WHAT TO PRODUCE -
Copy every one of the entries below word for word, line by line, with nothing changed.

Dataset items -
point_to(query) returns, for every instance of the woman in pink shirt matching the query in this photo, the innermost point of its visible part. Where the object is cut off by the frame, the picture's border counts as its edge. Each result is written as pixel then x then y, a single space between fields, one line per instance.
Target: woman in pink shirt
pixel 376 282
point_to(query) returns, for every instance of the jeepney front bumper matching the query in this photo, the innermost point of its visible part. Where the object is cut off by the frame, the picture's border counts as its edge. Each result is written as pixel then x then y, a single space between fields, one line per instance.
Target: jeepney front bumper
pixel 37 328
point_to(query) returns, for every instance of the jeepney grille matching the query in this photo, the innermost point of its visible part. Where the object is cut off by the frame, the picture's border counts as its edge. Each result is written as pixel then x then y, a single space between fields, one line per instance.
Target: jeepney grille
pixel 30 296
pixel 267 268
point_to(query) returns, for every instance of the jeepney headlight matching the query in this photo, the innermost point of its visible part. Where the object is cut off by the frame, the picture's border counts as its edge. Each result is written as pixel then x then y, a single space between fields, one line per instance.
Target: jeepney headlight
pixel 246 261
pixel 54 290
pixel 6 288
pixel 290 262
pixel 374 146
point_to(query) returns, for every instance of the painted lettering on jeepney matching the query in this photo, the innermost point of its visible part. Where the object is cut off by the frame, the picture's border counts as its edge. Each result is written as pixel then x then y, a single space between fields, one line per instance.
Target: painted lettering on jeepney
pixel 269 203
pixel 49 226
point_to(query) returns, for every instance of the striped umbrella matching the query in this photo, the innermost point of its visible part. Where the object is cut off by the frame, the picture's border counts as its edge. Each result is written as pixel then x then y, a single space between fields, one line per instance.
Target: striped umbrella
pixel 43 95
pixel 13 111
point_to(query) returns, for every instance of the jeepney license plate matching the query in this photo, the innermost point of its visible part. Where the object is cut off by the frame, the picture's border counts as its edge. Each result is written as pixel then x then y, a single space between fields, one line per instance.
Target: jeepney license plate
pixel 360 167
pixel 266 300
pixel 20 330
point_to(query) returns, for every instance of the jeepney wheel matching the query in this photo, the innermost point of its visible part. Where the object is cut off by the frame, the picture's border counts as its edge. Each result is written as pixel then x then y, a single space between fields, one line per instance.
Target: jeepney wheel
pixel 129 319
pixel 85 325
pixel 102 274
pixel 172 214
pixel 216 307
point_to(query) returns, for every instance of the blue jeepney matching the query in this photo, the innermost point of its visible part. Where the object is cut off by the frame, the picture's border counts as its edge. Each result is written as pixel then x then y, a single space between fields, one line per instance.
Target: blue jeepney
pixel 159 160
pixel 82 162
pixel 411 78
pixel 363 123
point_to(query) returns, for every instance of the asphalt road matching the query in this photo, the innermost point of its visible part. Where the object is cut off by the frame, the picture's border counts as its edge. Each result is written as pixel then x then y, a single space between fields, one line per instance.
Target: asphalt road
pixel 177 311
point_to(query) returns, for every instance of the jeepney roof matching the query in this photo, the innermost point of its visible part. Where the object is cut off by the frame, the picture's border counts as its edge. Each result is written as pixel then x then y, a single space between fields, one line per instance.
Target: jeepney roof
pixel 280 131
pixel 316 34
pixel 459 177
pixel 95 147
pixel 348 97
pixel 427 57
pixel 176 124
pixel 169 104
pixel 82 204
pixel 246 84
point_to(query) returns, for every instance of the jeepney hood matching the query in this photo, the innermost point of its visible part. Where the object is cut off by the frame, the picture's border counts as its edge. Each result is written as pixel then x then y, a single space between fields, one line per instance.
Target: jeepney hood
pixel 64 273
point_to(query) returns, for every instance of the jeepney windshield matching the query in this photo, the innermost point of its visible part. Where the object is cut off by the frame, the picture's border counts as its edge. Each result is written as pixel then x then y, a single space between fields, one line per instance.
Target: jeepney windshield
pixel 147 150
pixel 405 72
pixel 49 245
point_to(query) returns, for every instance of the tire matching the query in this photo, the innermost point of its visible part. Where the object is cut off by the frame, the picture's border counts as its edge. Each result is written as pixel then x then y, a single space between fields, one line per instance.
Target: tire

EXERCISE ANSWER -
point_to(query) returns, for every instance of the woman in pink shirt matching the query in this photo, the innermost point of its visible part. Where the object is cut off by the frame, the picture's border counts as its edge. Each result is written as pixel then x then y, a single space between fields, one line per instance.
Target: woman in pink shirt
pixel 376 282
point_to(query) returns, for every instance of the jeepney front bumper matching the query in this photo, the innermost point of its visible part. Where the object is cut off by the frame, the picture's border counts as its edge. Each result is written as pixel then x then y, a single space between fields, one line per instance.
Target: jeepney front bumper
pixel 37 328
point_to(query) returns, for every instance of the jeepney grille matching the query in this photo, the innermost point of its visible part. Where the object is cut off by the frame, the picture's border counts as its edge. Each result is written as pixel then x then y, a single space between fields, one line per instance.
Target: jeepney grille
pixel 30 296
pixel 267 268
point_to(query) returns, for every instance of the jeepney headlight matching the query in this photo, the innermost point of its visible part. Where the object is cut off by the frame, the picture's border counts as its edge. Each result is written as pixel then x then y, a single space between fields, one line per instance.
Target: jeepney headlight
pixel 246 261
pixel 54 290
pixel 6 288
pixel 290 262
pixel 374 146
point_to(query) returns, for every instance of the painted lettering on jeepney matching the query in this photo, the innermost point of its visible part. Where the object is cut off by the frame, the picture's border counts as its edge. Each result is written as pixel then x then y, a single space between fields, one line per instance.
Target: painted lettering on jeepney
pixel 269 203
pixel 49 226
point_to(query) returns, for every instance of the striped umbrella matching the query in this photo, the innermost point of its visible part. Where the object is cut off by the frame, the picture's border counts as its edge. Each result is written as pixel then x then y, a single space between fields, one line per instance.
Target: striped umbrella
pixel 43 95
pixel 13 111
point_to(query) returns, for every instance of the jeepney license plate matching the query in this photo, the innermost point of its visible part. Where the object is cut off by the frame, the picture's border counts as its edge. Each result is written as pixel then x then y, a single space between fields, one line per instance.
Target: jeepney license plate
pixel 360 167
pixel 266 300
pixel 20 330
point_to(query) returns, for every instance of the jeepney wheel matching the query in this photo, the innermost point of its visible part. Where the object is cut off by the frame, the picture's border counts as its edge. Each result is written as pixel then x then y, a single space between fields, one line per instance.
Target: jeepney wheel
pixel 129 319
pixel 85 325
pixel 102 274
pixel 172 214
pixel 216 307
point_to(query) returns, for every instance of the blue jeepney matching the query in this photo, the innermost point of its visible part. Where the object is cut off by the frame, the picture's border counts as its edge. Each result is written as pixel then x then y, a single space between fields, one line per instance.
Target: blue jeepney
pixel 159 160
pixel 82 162
pixel 411 78
pixel 363 123
point_to(query) returns, for every instance of the asphalt road matching the query in this photo, the innermost point of its visible part. Where the object is cut off by the frame, the picture's border counts as its edge. Each result is written as pixel then x then y, a single space between fields, one line per instance.
Target: asphalt road
pixel 177 311
point_to(query) returns, for every instance of the jeepney roof matching the query in this photo, the innermost point of its visible part. Where the object is cut off by the frame, the picture's border counts as its edge. Each result is written as pixel then x then y, a single space between fields, one line per instance.
Target: jeepney roof
pixel 280 131
pixel 316 34
pixel 459 177
pixel 95 147
pixel 348 97
pixel 427 57
pixel 176 124
pixel 169 104
pixel 82 204
pixel 246 84
point_to(query) returns, for every instance of the jeepney hood matching the query in this photo, the innermost point of its visible part. Where the object is cut off by the frame, the picture's border counts as its edge. Each result is written as pixel then x then y, a single space between fields, one line per instance.
Target: jeepney hood
pixel 64 273
point_to(query) returns, for every instance of the jeepney windshield matching the query in this photo, the innermost point of its visible part. Where the object is cut off by the frame, the picture's border counts as its edge. Each result is written as pixel then x then y, a single space between fields, one line per instance.
Target: jeepney windshield
pixel 147 150
pixel 405 72
pixel 49 245
point_to(query) returns, for every instance of the tire matching the query in this photo, the innermost point of its visible part. Where the object is cut off by the frame, the picture's border counts as its edge. Each result is written as pixel then x then y, a single space between fields, one line per instance.
Target: tire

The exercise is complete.